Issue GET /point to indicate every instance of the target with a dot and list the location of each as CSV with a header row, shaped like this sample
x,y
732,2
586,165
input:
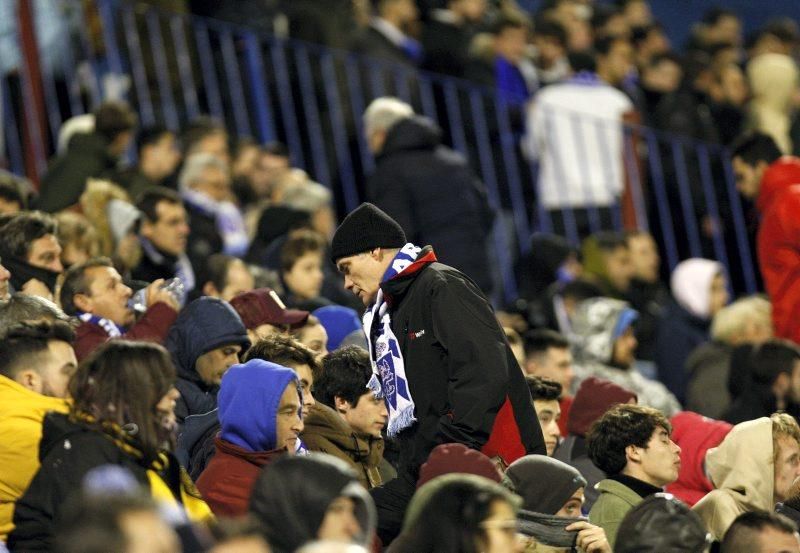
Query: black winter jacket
x,y
459,366
433,194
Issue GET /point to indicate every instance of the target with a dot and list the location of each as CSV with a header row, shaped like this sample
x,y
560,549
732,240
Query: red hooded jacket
x,y
779,243
695,434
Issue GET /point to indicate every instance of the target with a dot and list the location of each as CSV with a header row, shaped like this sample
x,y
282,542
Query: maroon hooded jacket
x,y
779,243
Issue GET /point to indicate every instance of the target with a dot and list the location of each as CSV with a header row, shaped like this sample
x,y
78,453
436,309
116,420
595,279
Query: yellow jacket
x,y
21,414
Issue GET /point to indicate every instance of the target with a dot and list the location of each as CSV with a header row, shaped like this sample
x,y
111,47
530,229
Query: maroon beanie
x,y
594,397
456,458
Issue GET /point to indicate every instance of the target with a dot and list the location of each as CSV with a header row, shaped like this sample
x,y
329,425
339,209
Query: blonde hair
x,y
734,318
783,426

┄┄┄┄┄┄

Goal of the exercise: Everything in the entries above should be written out again exactly, except the images.

Response area:
Issue GET /point to indicate every instance of the target with a dot and list the location of each as CSV with a header row, shaped like this sample
x,y
732,2
586,165
input:
Query: black winter jacket
x,y
459,366
433,194
Issue GET /point to indicate every instance of the target with a dot and list the location of each as CSV with a header row, shaped like this sample
x,y
560,549
732,240
Query: red hooded jacket
x,y
779,243
695,434
Issue GET /point to indicate every instance of the target with a dot and list the location of each as CSV with a header row, shaped like this sample
x,y
282,542
Query: maroon hooded jacket
x,y
779,243
Issue GET /point to indicate every instance of the target with a dot and list the location of each as CSV with a header row, shaped like this sample
x,y
78,453
436,309
116,420
595,279
Query: yellow jacket
x,y
21,414
Issue GET /point to indicate every instance of the target with a dot and list the location of each as CSV with a header row, shaped like this sample
x,y
111,47
530,229
Query: maroon beanie
x,y
594,397
456,458
Issue GET /point to indicate every instance of the target with a dot and list the location of each as CSV with a header row, shaped like this sample
x,y
329,425
339,209
Query: blonde hair
x,y
734,318
783,426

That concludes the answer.